(Rows from a pointing dataset)
------------------------------------
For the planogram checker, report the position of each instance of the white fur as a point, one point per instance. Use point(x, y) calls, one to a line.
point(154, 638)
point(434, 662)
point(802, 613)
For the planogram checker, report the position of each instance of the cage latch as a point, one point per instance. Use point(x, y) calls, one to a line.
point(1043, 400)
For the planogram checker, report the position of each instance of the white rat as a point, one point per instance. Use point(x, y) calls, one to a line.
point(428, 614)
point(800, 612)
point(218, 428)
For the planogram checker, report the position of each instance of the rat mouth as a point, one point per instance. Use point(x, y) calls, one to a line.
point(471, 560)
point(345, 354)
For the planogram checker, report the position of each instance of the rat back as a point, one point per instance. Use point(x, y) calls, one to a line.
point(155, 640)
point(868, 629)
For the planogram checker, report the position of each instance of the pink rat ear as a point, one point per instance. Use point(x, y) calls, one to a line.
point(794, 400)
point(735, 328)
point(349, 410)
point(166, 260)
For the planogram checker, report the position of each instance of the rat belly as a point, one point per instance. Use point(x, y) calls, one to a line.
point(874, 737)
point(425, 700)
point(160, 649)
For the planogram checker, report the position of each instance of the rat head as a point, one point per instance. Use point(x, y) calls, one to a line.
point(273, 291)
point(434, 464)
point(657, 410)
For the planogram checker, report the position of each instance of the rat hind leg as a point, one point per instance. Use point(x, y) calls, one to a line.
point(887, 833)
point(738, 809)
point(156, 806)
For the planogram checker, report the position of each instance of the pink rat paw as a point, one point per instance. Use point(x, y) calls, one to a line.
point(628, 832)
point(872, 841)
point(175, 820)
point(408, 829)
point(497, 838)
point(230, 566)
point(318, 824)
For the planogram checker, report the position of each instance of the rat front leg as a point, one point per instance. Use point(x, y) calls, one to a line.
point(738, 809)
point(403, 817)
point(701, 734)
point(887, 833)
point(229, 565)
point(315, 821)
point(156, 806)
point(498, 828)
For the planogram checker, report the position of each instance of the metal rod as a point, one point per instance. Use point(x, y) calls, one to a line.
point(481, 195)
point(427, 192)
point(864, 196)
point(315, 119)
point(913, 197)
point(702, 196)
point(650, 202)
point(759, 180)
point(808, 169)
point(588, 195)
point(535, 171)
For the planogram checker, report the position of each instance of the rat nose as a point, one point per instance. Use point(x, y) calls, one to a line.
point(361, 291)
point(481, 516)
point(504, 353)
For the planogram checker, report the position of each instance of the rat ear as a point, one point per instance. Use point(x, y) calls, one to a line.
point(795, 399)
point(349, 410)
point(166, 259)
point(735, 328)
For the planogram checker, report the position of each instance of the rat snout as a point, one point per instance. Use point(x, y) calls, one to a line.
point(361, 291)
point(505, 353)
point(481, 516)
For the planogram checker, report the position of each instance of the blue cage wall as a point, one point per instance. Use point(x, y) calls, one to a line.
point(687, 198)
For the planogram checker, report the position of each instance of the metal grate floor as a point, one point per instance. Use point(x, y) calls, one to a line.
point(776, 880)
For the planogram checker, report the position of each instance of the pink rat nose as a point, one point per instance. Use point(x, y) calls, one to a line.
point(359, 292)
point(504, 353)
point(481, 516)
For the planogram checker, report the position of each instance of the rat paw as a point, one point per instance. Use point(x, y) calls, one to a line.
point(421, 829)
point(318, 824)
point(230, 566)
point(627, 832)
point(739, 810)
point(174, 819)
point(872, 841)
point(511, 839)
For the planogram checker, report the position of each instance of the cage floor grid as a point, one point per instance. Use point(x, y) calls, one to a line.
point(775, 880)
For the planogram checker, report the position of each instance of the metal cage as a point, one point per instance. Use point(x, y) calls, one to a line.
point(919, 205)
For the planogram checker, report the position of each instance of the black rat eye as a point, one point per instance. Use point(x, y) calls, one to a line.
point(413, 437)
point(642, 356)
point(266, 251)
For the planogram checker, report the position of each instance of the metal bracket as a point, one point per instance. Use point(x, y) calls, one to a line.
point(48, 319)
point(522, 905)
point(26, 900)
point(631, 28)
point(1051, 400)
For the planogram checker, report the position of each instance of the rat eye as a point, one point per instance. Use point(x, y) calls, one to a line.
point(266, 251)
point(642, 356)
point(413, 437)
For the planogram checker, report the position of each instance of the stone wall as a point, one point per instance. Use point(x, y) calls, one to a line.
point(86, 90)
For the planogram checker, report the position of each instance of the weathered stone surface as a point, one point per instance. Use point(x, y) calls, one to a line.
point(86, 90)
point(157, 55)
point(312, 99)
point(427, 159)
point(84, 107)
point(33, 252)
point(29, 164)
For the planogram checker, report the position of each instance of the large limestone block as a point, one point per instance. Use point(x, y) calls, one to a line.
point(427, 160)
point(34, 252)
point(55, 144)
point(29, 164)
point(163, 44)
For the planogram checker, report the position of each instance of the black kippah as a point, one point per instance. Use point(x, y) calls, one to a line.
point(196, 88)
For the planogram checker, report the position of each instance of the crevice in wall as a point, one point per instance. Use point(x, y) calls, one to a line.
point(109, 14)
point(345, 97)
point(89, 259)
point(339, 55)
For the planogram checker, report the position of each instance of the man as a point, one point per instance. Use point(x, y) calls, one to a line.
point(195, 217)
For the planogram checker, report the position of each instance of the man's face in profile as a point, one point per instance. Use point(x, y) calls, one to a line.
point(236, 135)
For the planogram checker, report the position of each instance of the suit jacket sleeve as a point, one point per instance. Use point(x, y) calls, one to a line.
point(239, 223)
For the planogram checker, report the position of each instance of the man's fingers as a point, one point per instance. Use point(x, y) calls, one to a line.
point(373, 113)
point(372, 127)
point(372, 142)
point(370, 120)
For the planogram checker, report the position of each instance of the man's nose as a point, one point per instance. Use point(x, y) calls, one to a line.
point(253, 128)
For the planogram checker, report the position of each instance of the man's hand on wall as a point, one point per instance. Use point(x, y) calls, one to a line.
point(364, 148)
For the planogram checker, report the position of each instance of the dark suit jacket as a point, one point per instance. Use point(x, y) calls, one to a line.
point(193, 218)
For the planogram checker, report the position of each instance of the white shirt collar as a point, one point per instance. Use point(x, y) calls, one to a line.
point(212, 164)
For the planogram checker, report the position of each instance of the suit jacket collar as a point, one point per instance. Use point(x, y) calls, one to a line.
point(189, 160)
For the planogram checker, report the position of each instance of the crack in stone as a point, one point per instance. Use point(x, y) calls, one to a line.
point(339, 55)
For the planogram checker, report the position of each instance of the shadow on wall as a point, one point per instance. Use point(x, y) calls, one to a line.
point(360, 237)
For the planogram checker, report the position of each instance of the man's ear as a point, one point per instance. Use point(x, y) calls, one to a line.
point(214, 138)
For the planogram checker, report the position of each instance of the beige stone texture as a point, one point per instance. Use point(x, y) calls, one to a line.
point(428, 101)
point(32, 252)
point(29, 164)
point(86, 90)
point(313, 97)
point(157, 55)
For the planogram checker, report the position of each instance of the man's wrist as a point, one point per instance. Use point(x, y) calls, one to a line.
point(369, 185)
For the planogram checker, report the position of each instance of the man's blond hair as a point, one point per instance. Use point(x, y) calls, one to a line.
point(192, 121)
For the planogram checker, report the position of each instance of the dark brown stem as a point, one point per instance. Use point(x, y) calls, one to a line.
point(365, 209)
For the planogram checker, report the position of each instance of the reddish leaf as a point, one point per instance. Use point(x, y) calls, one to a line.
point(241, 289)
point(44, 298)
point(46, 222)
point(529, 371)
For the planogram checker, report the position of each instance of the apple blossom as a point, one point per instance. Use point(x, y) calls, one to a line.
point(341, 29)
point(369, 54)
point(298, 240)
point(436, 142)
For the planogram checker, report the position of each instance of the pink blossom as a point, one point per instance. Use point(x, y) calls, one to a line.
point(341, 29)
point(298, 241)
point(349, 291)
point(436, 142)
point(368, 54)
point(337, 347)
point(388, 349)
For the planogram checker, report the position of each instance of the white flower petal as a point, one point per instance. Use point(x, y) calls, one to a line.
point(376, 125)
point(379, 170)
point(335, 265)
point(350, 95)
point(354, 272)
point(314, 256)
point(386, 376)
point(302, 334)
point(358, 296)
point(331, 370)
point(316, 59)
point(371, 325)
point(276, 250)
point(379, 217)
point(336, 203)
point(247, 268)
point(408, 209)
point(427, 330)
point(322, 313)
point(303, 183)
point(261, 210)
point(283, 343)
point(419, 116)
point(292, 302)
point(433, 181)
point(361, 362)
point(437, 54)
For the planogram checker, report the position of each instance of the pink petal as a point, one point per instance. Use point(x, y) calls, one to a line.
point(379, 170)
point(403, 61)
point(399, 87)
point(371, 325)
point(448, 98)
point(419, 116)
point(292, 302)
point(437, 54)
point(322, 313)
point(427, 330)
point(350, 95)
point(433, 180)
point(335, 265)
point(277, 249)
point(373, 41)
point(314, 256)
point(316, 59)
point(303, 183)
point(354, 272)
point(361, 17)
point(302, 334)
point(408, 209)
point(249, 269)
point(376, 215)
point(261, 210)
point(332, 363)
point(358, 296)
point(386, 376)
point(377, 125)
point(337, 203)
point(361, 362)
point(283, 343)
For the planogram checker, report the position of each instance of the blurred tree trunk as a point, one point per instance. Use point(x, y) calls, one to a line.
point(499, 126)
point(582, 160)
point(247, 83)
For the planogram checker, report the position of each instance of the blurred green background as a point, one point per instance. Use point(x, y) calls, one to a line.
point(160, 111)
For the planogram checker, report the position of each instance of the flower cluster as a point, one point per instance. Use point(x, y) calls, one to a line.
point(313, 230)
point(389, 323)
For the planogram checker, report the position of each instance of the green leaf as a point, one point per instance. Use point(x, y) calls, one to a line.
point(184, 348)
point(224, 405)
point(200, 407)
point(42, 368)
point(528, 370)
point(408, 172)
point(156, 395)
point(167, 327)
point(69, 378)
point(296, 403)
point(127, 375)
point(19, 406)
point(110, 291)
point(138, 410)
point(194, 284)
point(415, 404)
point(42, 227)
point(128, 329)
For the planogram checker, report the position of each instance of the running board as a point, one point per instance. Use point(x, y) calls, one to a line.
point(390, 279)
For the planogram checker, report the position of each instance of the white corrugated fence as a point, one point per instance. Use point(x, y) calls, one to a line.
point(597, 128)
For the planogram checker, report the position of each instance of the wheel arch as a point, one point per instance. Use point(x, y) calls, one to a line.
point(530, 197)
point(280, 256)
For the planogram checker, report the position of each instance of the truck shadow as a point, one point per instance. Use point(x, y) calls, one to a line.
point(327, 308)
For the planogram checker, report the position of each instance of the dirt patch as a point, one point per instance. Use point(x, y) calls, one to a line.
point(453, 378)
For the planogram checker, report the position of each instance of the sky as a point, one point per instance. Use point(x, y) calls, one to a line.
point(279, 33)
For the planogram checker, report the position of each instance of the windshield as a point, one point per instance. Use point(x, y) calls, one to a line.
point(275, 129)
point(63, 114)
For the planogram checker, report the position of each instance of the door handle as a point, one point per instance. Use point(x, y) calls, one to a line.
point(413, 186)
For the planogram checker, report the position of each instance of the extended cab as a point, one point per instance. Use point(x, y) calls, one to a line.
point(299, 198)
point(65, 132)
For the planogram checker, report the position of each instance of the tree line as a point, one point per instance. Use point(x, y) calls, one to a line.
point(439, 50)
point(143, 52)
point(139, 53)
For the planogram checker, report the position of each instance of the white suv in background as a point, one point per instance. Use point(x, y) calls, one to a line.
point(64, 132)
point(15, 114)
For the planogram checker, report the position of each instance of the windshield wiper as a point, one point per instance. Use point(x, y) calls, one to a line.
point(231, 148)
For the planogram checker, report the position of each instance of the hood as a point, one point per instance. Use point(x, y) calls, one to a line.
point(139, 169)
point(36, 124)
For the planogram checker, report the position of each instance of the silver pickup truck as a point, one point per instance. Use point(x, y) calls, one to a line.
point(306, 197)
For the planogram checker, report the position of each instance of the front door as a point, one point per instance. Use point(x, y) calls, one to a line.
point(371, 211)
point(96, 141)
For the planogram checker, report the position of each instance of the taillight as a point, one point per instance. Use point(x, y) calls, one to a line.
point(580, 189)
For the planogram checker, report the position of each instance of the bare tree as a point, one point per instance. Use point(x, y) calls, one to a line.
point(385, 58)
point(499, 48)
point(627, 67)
------------------------------------
- Objective -
Update the items from the line containing "the blurred tree" through the line containing "point(128, 329)", with both of those lines included, by changing "flower cluster" to "blossom cluster" and keeping all other wording. Return only those lines.

- Result -
For the planogram checker, report the position of each instance of the blurred tree trunk as a point, one point per instance. Use point(x, y) calls, one to a line.
point(499, 126)
point(582, 160)
point(247, 83)
For the planogram checker, report the position of each instance of the blurred green background as a point, one point per instance. Use point(x, y) calls, one to a line.
point(160, 111)
For the planogram checker, report the position of each instance of the blossom cluster as a point, one point per instance. Use point(x, y) calls, one to a line.
point(313, 230)
point(389, 323)
For the planogram checker, report the position of each instance of the green leaf as a point, one point per instance. Use point(x, y) calls, one to a line.
point(184, 348)
point(224, 405)
point(200, 407)
point(42, 368)
point(528, 370)
point(408, 172)
point(156, 395)
point(167, 327)
point(69, 378)
point(296, 403)
point(127, 375)
point(19, 406)
point(110, 291)
point(138, 410)
point(194, 284)
point(415, 404)
point(42, 227)
point(128, 329)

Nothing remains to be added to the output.